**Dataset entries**
=== Section Start ===
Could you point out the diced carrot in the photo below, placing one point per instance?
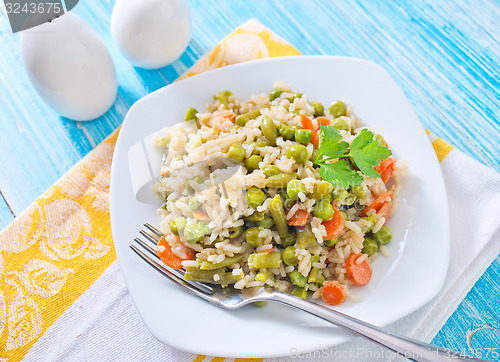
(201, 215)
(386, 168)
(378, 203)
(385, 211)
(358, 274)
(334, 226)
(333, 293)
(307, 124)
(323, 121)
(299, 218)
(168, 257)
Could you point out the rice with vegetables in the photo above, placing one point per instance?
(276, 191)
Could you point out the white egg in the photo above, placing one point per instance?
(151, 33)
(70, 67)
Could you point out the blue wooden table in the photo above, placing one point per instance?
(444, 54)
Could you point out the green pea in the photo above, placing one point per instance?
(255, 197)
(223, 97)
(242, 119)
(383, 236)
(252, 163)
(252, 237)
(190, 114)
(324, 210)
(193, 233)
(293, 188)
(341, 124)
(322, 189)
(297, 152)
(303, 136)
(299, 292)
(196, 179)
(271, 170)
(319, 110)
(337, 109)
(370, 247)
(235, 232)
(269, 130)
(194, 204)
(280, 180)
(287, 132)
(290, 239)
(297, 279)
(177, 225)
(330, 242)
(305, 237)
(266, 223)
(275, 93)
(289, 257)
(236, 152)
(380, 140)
=== Section End ===
=== Section Start ===
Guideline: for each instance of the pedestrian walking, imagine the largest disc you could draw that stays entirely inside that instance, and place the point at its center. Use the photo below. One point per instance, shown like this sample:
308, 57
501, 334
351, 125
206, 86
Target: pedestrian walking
=== Section End ===
**WHAT THE EXERCISE ASKS**
Going through the entries, return every line holding the word "walking".

**RESULT**
Guideline: for each instance of the pedestrian walking, imagine the largest disc you could draw that stays entirely inside that instance, and place the point at its center. Use the photo below. One point per instance, shown like this sample:
Target: pedestrian walking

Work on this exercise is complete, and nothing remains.